__REQUIRED TASK__: Recast every line of the listing below as a JSON list of strings, one string per line, leaving out blank lines.

Data items
:::::
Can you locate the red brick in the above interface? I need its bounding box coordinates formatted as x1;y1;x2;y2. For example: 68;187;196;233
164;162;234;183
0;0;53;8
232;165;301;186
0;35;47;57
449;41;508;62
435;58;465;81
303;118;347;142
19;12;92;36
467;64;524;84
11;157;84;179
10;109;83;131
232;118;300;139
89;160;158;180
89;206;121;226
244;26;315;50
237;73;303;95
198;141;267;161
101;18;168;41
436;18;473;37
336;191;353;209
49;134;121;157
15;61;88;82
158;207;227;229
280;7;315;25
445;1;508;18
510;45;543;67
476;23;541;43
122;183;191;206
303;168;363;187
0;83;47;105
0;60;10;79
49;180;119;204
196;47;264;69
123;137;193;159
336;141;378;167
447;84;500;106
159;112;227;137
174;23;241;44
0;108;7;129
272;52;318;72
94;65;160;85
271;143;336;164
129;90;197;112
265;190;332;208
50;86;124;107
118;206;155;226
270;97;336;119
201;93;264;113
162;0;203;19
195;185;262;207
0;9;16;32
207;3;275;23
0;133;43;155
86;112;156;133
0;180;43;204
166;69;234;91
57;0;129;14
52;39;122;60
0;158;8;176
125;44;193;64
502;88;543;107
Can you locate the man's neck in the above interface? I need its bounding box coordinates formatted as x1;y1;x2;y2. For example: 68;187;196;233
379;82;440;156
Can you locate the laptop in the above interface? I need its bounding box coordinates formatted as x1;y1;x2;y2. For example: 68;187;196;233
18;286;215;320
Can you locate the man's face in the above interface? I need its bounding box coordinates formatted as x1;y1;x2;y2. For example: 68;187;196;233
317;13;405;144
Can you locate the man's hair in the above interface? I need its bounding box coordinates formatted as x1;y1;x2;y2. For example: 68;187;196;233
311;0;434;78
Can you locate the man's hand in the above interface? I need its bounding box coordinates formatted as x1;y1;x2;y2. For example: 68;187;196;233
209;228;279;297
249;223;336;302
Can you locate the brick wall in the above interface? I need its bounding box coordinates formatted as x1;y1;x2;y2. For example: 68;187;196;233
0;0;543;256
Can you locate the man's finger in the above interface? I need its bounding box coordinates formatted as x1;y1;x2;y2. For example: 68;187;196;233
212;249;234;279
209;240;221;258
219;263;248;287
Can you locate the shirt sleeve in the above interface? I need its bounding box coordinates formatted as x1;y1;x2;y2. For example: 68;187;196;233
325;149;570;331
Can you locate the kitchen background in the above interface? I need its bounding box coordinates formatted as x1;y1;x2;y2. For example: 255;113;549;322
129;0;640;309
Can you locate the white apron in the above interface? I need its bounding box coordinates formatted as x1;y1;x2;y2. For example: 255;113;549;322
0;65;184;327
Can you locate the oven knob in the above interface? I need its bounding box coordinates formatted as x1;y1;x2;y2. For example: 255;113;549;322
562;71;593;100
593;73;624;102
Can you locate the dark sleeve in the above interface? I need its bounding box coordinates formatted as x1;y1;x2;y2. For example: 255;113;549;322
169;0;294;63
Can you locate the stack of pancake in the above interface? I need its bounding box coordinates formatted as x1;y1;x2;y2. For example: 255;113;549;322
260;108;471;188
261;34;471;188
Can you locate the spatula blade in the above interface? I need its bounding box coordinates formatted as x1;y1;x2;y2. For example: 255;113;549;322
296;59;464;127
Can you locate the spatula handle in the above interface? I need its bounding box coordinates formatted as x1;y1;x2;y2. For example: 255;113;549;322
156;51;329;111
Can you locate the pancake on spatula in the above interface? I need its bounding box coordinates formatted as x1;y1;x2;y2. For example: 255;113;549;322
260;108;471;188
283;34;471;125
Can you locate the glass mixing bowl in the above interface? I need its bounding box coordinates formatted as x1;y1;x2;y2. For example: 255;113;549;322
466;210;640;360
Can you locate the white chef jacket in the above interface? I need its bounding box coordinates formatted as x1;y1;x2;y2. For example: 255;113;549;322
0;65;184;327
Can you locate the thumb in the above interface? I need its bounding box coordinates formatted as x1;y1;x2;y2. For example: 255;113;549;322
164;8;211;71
:::::
__TASK RESULT__:
[
  "Can you locate the red brick in the above interface? I need its bounding box coordinates formatted as x1;y1;x2;y2. For example: 68;187;196;233",
  "164;162;234;183",
  "0;0;53;8",
  "232;165;301;186",
  "0;35;47;57",
  "449;41;508;62",
  "435;58;465;81",
  "303;118;347;142",
  "19;12;92;36",
  "467;64;524;84",
  "11;157;84;179",
  "10;109;83;131",
  "232;118;300;139",
  "89;160;158;180",
  "89;206;121;226",
  "244;26;315;50",
  "237;73;303;95",
  "198;141;267;161",
  "101;18;168;41",
  "436;18;473;37",
  "336;191;353;209",
  "49;134;121;157",
  "15;61;88;82",
  "158;207;227;229",
  "280;7;315;25",
  "445;1;508;18",
  "510;45;543;67",
  "476;23;541;43",
  "122;183;191;206",
  "303;168;363;187",
  "0;83;47;105",
  "0;60;10;79",
  "49;180;119;204",
  "196;47;264;69",
  "123;137;193;159",
  "336;141;378;167",
  "447;84;500;106",
  "159;112;227;137",
  "174;23;241;44",
  "0;108;7;129",
  "272;52;318;72",
  "94;65;160;85",
  "271;143;336;164",
  "129;90;197;112",
  "265;190;332;208",
  "50;86;124;107",
  "118;206;155;226",
  "270;97;336;119",
  "201;93;264;113",
  "162;0;203;19",
  "195;185;262;207",
  "0;9;16;32",
  "207;3;275;23",
  "0;133;43;155",
  "86;112;156;133",
  "0;180;43;204",
  "166;69;234;91",
  "57;0;129;14",
  "52;39;122;60",
  "0;158;8;176",
  "125;44;193;64",
  "502;88;543;107",
  "Can you locate the man's neck in the above interface? I need its bounding box coordinates formatted as x1;y1;x2;y2. For example: 68;187;196;233",
  "379;82;440;156",
  "Can you locate the laptop in the above interface? I need its bounding box coordinates formatted as x1;y1;x2;y2. For example: 68;187;196;233",
  "18;286;215;320",
  "Can you locate the man's face in the above interface? I need its bounding box coordinates formatted as x1;y1;x2;y2. For example: 68;187;196;233",
  "317;13;405;144",
  "Can you locate the man's hair in the above interface? I need its bounding box coordinates formatted as x1;y1;x2;y2. For example: 68;187;196;233",
  "311;0;434;78",
  "Can you locate the man's hand in the above interface? I need its bounding box coordinates formatted as x1;y1;x2;y2. For example: 68;187;196;233",
  "209;228;279;297",
  "249;223;336;302",
  "Can you locate the brick wall in the above interface? I need its bounding box coordinates formatted as x1;y1;x2;y2. For example: 68;187;196;233",
  "0;0;543;256",
  "Can you locate the man's finger in the above interface? I need its bounding box coordinates formatted as x1;y1;x2;y2. For example: 68;187;196;233",
  "212;249;234;279",
  "209;240;221;258",
  "219;263;248;287",
  "Can you locate the shirt sleeve in the above interface? I need its bounding box coordinates formatted as x1;y1;x2;y2. For example: 68;187;196;233",
  "325;149;570;331",
  "Can you locate the kitchen background in the above interface? I need its bounding box coordinates formatted as x1;y1;x2;y2. For example: 255;113;549;322",
  "129;0;640;309",
  "Can you locate the white apron in the above interface? I need its bounding box coordinates formatted as x1;y1;x2;y2. For example: 255;113;549;322",
  "0;65;184;327",
  "Can you locate the oven knob in the above interface? I need its bounding box coordinates formatted as x1;y1;x2;y2. For example: 255;113;549;322",
  "562;71;593;100",
  "593;73;624;102",
  "Can you locate the dark sleeve in the above interface? I need its bounding box coordinates formatted as x1;y1;x2;y2. For example: 255;113;549;322",
  "169;0;294;63",
  "Can you locate the stack of pancake in the above interface? I need its bounding box coordinates formatted as x1;y1;x2;y2. For example: 255;113;549;322",
  "260;108;471;188",
  "261;34;471;188",
  "Can you locate the spatula blade in the above interface? I need its bounding box coordinates formatted as x1;y1;x2;y2. For example: 255;113;549;322",
  "296;59;464;127",
  "Can you locate the spatula handle in the above interface? I need its bounding box coordinates formatted as x1;y1;x2;y2. For example: 255;113;549;322",
  "156;51;329;111",
  "Can you locate the pancake on spatula in the above interface? I need its bounding box coordinates formatted as x1;y1;x2;y2. For example: 255;113;549;322",
  "260;108;471;188",
  "283;34;471;125",
  "Can you locate the glass mixing bowl in the above interface? I need its bounding box coordinates formatted as x1;y1;x2;y2. For example: 255;113;549;322",
  "466;210;640;360",
  "Can you locate the white chef jacket in the above interface? I need its bounding box coordinates formatted as x1;y1;x2;y2. For example: 255;113;549;322",
  "0;65;184;327",
  "Can you locate the thumb in the above interface? I need its bounding box coordinates formatted as x1;y1;x2;y2. For example: 255;113;549;322",
  "164;8;211;71"
]